[[ Text for analysis, beginning ]]
By Request – A Health Update…and Threats of Bodily Harm
Someone asked for a health update – and since I’m in a considerable amount of trouble at work and school, and can’t really be funny at the moment, I’ll try to quickly oblige. The official diagnosis was sarcoidosis – which is a kinda rare disease that manifests itself predominantly in dark-skinned Mediterranean people and me. Nobody knows what causes it and there are generally three ways to make it go away – do nothing, steroids or surgery. My pulmonologist went with steroids.
I’ve been on them since last December and here are the three things I know about steriods:
1) I’ve gained 25 pounds – I can no longer put on my socks without holding my breath. My pants are holding on for dear life and my body has taken on a new, decidedly undesirable shape.
2) My face is all puffy and I’m getting zits. I look like an actor in a fat suit. Think Ben Stiller in Dodgeball. What? Shut up – that movie kicks ass.
[[ Text for analysis, end ]]
Resume the post about sarcoidosis and steroid side effects from the point where it stops.
[[ Record excerpts, beginning ]]
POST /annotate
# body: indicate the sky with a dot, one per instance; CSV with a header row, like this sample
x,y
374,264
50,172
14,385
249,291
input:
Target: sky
[[ Record excerpts, end ]]
Task answer –
3) Every day is a challenge to keep from murdering someone with a ball point pen. They walk into the office and say, “Good morning, sir.” And for no discernible reason, my mental response is, “FUCK YOU, YOU STUPID PIECE OF SHIT!! I’LL FUCKING KILL YOU!” The same goes for all of my other interactions in life. If you guys knew what I did for a living, and all the stressful situations that come with the job – you’d be amazed that I’m not on death row right now. Seriously, I nearly slaughtered a youth soccer team for allowing an ugly little girl to play on their team. Goddamn that little girl was ugly! I’m getting used to it, and I’m getting better…but Jeebus! This world would be a better place if most of you were dead.
So anyway, I take drugs and go in for a $2500 CAT scan every three months. Then the doctor says nothing’s changed and I have to bite my lip to keep from killing him with my bare hands. But hey – At least it’s not penis cancer, right?
Unless for some reason you guys really care, this will probably the last you hear on the subject.